Task brief
Using the entries below, return word for word the lines from the one containing "[253, 274], one" up to and including the last.

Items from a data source
-- -- --

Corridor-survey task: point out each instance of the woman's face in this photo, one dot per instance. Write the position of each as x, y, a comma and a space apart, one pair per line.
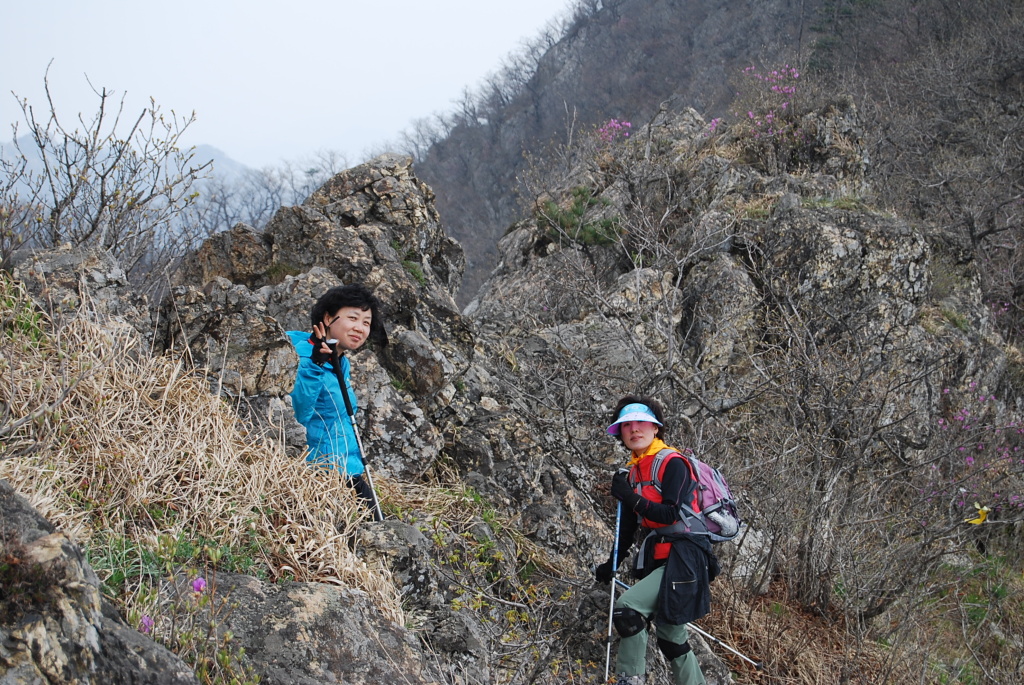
637, 435
349, 326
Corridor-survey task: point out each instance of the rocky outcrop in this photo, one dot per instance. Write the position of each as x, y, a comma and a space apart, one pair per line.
54, 625
307, 633
748, 285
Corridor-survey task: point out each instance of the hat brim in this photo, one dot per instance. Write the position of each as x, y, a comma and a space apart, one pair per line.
633, 416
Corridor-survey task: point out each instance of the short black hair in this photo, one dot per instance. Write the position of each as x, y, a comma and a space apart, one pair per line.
352, 295
654, 405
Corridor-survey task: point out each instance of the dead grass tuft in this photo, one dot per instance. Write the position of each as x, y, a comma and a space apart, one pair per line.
794, 645
123, 446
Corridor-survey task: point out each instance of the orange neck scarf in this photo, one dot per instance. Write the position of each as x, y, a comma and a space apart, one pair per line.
654, 447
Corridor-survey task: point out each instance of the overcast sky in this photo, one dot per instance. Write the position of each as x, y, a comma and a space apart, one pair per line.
268, 80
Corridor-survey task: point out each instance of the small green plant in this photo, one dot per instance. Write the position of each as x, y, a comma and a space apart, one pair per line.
957, 319
190, 625
416, 270
571, 222
20, 316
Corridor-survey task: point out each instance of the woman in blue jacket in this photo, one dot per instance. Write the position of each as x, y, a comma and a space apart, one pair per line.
346, 315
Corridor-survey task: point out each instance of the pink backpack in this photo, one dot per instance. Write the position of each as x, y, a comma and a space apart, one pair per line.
713, 511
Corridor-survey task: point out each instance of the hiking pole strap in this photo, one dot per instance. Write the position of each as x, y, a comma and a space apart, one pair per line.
611, 593
336, 365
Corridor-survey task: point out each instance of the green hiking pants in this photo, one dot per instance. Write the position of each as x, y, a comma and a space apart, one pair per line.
632, 658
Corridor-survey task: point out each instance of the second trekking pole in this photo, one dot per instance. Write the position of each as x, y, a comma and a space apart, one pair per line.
336, 364
611, 594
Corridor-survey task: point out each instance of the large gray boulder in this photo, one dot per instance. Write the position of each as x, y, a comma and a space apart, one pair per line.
54, 625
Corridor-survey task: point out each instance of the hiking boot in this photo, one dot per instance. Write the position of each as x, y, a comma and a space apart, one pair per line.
631, 680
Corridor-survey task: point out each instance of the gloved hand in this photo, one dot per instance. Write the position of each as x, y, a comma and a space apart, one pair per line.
318, 355
621, 488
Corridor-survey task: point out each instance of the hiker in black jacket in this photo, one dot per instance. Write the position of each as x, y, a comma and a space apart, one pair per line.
674, 568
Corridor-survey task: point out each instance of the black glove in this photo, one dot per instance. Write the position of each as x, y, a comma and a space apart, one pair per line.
317, 355
621, 488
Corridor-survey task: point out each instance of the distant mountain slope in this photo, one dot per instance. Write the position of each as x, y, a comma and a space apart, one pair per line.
614, 59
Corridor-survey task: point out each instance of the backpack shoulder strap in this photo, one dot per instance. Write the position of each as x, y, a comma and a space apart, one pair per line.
659, 459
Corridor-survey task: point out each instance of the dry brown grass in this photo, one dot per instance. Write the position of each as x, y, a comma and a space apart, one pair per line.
125, 446
794, 645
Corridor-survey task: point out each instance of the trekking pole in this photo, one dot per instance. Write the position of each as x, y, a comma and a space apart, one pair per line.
336, 362
759, 666
611, 593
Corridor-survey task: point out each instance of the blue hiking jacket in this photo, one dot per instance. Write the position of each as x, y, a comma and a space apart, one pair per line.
320, 407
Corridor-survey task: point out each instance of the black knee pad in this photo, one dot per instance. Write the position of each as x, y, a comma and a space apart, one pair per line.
628, 622
673, 650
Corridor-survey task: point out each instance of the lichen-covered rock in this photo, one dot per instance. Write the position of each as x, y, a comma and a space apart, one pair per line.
62, 279
309, 633
54, 625
226, 330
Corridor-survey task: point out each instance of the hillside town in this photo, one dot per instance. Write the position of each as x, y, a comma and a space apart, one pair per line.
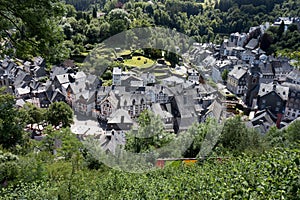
236, 77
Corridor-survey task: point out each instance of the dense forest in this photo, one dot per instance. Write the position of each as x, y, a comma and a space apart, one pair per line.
58, 31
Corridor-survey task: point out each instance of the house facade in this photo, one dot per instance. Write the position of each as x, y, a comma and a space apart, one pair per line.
237, 80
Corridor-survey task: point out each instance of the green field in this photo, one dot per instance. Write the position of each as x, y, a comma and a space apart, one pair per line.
139, 62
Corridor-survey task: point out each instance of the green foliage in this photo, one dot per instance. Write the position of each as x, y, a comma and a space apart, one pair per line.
36, 30
149, 136
273, 175
237, 138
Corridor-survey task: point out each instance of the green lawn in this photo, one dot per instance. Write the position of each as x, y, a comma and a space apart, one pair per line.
139, 62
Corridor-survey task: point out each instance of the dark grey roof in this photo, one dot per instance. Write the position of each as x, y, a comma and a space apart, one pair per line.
238, 72
265, 89
252, 44
215, 110
266, 68
292, 86
119, 117
294, 75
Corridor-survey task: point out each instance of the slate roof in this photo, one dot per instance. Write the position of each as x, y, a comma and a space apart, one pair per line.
266, 68
63, 78
292, 86
117, 71
157, 109
111, 97
252, 44
265, 89
238, 72
57, 71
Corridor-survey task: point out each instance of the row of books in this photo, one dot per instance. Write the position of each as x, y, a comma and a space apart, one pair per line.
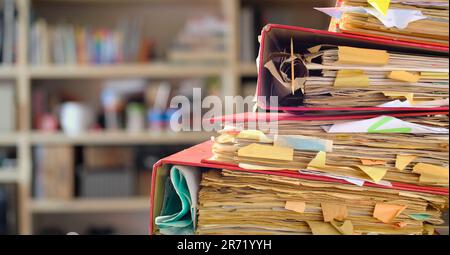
8, 32
67, 44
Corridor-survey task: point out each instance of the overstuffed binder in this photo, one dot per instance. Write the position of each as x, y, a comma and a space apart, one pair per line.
312, 70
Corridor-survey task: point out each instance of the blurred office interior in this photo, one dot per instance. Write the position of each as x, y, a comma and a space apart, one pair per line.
85, 87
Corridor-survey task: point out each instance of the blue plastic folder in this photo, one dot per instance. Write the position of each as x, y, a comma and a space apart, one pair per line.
178, 215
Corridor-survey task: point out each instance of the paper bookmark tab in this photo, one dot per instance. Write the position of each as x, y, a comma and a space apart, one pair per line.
267, 152
361, 56
383, 124
333, 212
373, 162
420, 216
322, 228
375, 173
255, 135
351, 78
319, 160
380, 5
404, 76
224, 138
295, 206
395, 95
303, 143
431, 173
387, 212
434, 75
403, 161
345, 228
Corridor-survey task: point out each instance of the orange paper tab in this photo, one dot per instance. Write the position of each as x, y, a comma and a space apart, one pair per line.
333, 211
373, 162
295, 206
387, 212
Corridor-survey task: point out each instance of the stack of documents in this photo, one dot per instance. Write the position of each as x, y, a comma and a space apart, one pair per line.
408, 20
234, 202
341, 76
381, 150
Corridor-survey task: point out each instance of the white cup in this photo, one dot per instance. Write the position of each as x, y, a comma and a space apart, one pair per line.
75, 118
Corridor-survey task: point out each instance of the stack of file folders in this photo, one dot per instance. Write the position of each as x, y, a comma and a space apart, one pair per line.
368, 153
312, 177
312, 70
412, 20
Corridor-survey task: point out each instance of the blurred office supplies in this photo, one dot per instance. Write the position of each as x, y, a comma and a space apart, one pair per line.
76, 118
201, 40
54, 172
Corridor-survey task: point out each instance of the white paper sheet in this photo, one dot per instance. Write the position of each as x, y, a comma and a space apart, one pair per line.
383, 124
399, 18
355, 181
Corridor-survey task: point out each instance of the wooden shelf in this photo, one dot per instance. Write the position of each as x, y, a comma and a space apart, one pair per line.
248, 69
8, 175
9, 139
90, 205
8, 72
122, 138
153, 70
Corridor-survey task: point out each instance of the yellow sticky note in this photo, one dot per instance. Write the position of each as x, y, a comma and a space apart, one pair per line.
351, 78
319, 160
404, 76
224, 138
380, 5
375, 173
428, 229
406, 95
345, 228
322, 228
315, 49
361, 56
401, 224
295, 206
256, 135
373, 162
432, 179
403, 161
267, 152
387, 212
333, 211
433, 75
431, 173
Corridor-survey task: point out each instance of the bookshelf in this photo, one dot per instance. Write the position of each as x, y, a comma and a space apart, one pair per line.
91, 205
25, 75
122, 138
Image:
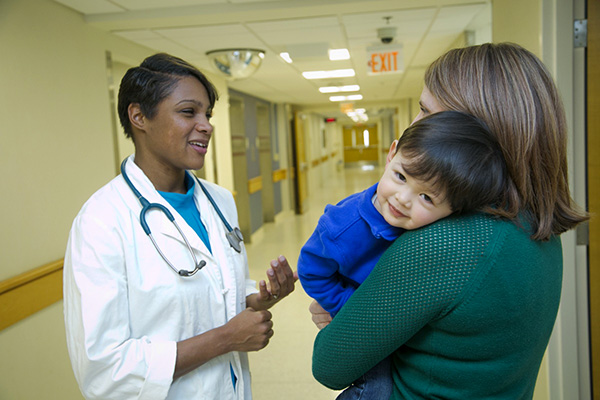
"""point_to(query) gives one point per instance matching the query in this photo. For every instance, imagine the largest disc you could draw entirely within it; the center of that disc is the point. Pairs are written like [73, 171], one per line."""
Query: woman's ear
[392, 152]
[136, 117]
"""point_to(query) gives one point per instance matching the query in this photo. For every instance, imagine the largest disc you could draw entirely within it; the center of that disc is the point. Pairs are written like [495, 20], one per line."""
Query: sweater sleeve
[416, 280]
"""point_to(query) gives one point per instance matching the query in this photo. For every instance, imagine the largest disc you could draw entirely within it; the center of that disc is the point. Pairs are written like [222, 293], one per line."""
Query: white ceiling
[190, 28]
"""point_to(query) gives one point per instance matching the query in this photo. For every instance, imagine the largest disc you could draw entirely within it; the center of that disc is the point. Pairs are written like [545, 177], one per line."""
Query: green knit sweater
[465, 306]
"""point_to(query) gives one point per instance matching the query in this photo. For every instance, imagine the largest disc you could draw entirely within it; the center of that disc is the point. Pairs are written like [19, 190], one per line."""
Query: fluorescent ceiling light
[337, 73]
[354, 97]
[345, 98]
[339, 54]
[286, 57]
[336, 89]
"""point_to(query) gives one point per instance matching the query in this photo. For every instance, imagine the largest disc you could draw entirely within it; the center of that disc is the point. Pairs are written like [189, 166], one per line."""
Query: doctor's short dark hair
[152, 82]
[458, 154]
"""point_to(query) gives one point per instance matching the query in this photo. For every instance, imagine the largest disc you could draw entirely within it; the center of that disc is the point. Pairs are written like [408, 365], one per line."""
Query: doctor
[176, 325]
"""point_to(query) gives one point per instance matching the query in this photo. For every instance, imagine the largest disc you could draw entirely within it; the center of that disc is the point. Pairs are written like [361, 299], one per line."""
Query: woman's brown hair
[509, 88]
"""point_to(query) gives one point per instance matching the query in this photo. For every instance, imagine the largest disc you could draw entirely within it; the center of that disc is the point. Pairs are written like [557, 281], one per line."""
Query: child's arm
[318, 270]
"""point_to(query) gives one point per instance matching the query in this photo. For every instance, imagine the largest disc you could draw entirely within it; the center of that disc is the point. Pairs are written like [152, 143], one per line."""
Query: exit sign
[385, 60]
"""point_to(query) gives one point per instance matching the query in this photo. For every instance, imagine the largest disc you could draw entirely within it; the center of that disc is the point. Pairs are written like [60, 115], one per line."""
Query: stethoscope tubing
[234, 235]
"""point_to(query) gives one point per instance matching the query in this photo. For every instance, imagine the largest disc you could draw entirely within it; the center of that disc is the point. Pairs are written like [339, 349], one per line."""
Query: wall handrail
[30, 292]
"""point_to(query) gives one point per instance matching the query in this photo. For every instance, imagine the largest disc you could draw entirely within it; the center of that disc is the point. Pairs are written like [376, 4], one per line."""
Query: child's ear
[392, 152]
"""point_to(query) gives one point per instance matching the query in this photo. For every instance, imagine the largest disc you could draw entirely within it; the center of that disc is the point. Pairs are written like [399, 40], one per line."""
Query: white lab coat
[125, 309]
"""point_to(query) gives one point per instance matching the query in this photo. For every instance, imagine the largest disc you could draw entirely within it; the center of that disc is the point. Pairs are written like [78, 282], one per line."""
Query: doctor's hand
[250, 330]
[282, 281]
[320, 317]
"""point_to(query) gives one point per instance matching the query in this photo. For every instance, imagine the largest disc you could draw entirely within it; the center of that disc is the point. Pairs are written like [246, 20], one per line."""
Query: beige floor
[283, 369]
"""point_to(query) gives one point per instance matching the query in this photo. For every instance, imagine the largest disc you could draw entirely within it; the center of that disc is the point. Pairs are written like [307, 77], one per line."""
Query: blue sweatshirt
[349, 240]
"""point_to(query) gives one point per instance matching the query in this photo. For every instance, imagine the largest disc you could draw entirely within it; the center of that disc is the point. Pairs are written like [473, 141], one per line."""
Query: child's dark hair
[152, 82]
[458, 154]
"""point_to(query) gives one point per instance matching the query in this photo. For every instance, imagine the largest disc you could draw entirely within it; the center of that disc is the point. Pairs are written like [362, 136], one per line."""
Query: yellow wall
[56, 149]
[518, 21]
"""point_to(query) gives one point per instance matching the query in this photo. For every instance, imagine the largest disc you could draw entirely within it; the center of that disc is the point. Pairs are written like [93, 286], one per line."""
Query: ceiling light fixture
[286, 57]
[337, 89]
[236, 63]
[346, 98]
[339, 54]
[337, 73]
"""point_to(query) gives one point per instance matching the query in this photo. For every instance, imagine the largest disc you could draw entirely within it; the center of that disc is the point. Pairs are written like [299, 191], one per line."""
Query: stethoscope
[234, 235]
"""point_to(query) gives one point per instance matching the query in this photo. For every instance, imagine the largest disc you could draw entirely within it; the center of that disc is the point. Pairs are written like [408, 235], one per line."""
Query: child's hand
[282, 282]
[320, 317]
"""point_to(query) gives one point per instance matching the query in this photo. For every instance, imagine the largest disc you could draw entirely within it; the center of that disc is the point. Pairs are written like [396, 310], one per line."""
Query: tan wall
[56, 149]
[518, 21]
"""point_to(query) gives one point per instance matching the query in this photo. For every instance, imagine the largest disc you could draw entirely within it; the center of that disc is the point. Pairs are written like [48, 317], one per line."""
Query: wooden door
[239, 146]
[265, 159]
[593, 169]
[300, 163]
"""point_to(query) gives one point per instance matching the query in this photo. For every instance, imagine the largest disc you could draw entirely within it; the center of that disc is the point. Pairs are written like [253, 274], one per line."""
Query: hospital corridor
[301, 104]
[283, 369]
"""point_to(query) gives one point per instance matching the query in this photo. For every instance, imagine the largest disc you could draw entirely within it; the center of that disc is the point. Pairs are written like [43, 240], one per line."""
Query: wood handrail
[30, 292]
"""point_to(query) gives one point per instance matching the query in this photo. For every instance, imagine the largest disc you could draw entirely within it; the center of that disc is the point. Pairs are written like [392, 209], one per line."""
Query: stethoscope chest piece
[235, 237]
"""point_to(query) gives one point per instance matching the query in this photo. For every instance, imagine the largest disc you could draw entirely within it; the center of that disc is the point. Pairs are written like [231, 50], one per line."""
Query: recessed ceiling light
[339, 54]
[346, 98]
[337, 73]
[336, 89]
[286, 57]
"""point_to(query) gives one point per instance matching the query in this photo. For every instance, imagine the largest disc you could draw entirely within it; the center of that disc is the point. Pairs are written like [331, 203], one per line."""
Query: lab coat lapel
[157, 220]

-- -- --

Answer below
"""point_to(query) gives one point per instance matching the query in this photo. For every instance, imagine the largest disc you could draw entirely within it; the center of that disc is the point. Pairs are written like [253, 274], one per line."""
Query: hospital corridor
[301, 104]
[283, 369]
"""point_to(query) gives one point per instance matching the query in this photo. For every instance, imagine the largest disc you could draw entirely within it; the center of that disc is the point. Pairs are written like [43, 240], one per line."""
Query: wood handrail
[30, 292]
"""point_to(query) gives one point per instance matching the query in this photo. For every instance, imagine the largest disc you could draw entirely within it; the center of that disc is the point. Pairs are written like [392, 209], one per line."""
Query: stethoscope chest piece
[235, 237]
"""point_to(query) gives one point per instance matching the query in this photo. For every instance, imagine the largest disc you could draw entirely within it; the center of that disc is the point. Pairs are written like [231, 50], one per line."""
Query: recessed ceiling light
[339, 54]
[346, 98]
[337, 73]
[336, 89]
[286, 57]
"""point_to(query) gives one point per instance matching the query in this photo. For every instance, imagine the largest disc you could draw entirely within it; the center of that disc is the point. Pairs are written like [331, 203], one per line."""
Query: lab coat lapel
[157, 220]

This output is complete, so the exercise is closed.